#### [Goal]
Retype word for word the stretch from "Giving the game" through "synthetic single currency." in the article on the EU constitution below.

#### [Reading text]
—————

After the so-called “period of reflection” following the French and Dutch rejection of the EU constitution, Germany has announced that it will use its presidency of the EU to impose it anyway. German Chancellor Angela Merkel has insisted that her country’s presidency, which begins in January, will relaunch the discredited document.
“We need a constitutional treaty and we need it before the next European election,” she said.
The election will be in 2009. Merkel will also work closely with Portugal and Slovenia, the next two states to hold the EU presidency, to put the constitution in place after Berlin’s six-month stint ends in July.
Just to recap, this constitution would create a European army to carry out a single EU foreign policy, make euro membership compulsory, turn the EU into a single legal entity with its own unaccountable courts and police, enforce unfair trade deals and privatisation and abolish all the powers associated with modern nation states.
After meeting European Commission president Jose Barroso, Merkel reiterated that the EU constitution should not be slimmed down to make it more acceptable to increasingly hostile EU voters. She has not specified how to sell the abolition of representative democracy, but is expected to produce some meaningless flam about the so-called ‘European social model’.

Giving the game away
This relaunch has clearly emerged from a brainstorming session in Brussels. Former commission president Romano Prodi gave the game away when he grandly announced in the Financial Times two weeks ago that “last year was the year of mourning (for the constitution); this year is the year of reflection. Next year will be the launching.”
To you and me, that is Euro-speak for “last year, the constitution was rejected; this year, we ignored results and, in 2007, we will impose it anyway”.
EU commissioner Margot Wallstrom backed this deeply cynical strategy by confirming that “the commission would not like to depart too much from the constitutional treaty”.
However, the federalists are in a very difficult position, amid divisions among themselves and growing public hostility to EU institutions and the synthetic single currency.
British Foreign Secretary Margaret Beckett has described the constitution as a “grandiose project which didn’t come off”, a clear sign that the British Government is distancing itself from an unpopular project.
Wallstrom has demanded that the abolition of national vetoes be written into the text for the touchingly simple reason that “if you start to open up, you open everything”
Yet even Germany’s own constitutional court has put off rubber-stamping the constitution after German MP Peter Gauweiler challenged parliamentary ratification on the grounds that it would deprive Berlin of its power. Moreover, Merkel’s cabinet approval last month of plans to turn the German conscript army into a global intervention force within the European Union also proved to be a disaster, after a military scandal broke in the media the very next day.

Shocking photographs
Shocking photographs of Bundeswehr soldiers desecrating human skulls in Afghanistation, including an image of a soldier simulating oral sex, printed in the mass-circulation Bild newspaper have not endeared the German public to revanchist euro-militarism. Germany’s KSK special military forces are also facing a parliamentary investigation after being accused of torturing a German-born prisoner in Afghanistan and spiriting him away to spend over four years in Guantanamo Bay before being released.
There are already over 9,000 troops overseas in Afghanistan, the former Yugoslavia and Congo. The Government argues that military capacity must be expanded to deploy 14,000 troops on at least five foreign imperialist adventures simultaneously. Ordinary Germans may see things differently.

—————

#### [Material provided]
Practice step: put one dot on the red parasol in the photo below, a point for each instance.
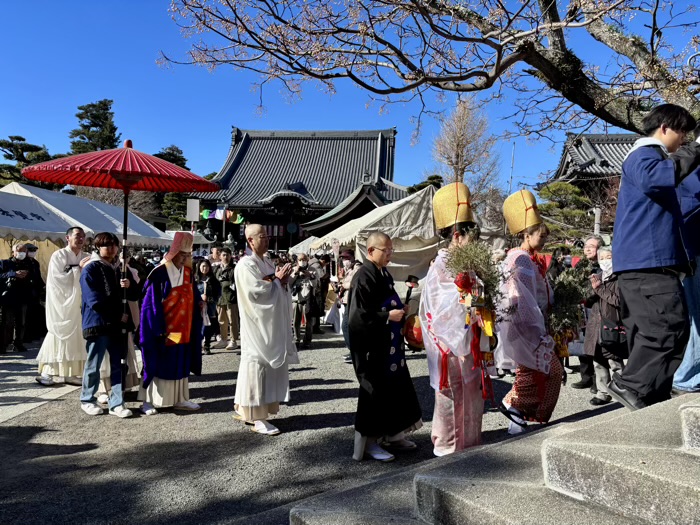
(125, 169)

—————

#### [Solution below]
Giving the game away
This relaunch has clearly emerged from a brainstorming session in Brussels. Former commission president Romano Prodi gave the game away when he grandly announced in the Financial Times two weeks ago that “last year was the year of mourning (for the constitution); this year is the year of reflection. Next year will be the launching.”
To you and me, that is Euro-speak for “last year, the constitution was rejected; this year, we ignored results and, in 2007, we will impose it anyway”.
EU commissioner Margot Wallstrom backed this deeply cynical strategy by confirming that “the commission would not like to depart too much from the constitutional treaty”.
However, the federalists are in a very difficult position, amid divisions among themselves and growing public hostility to EU institutions and the synthetic single currency.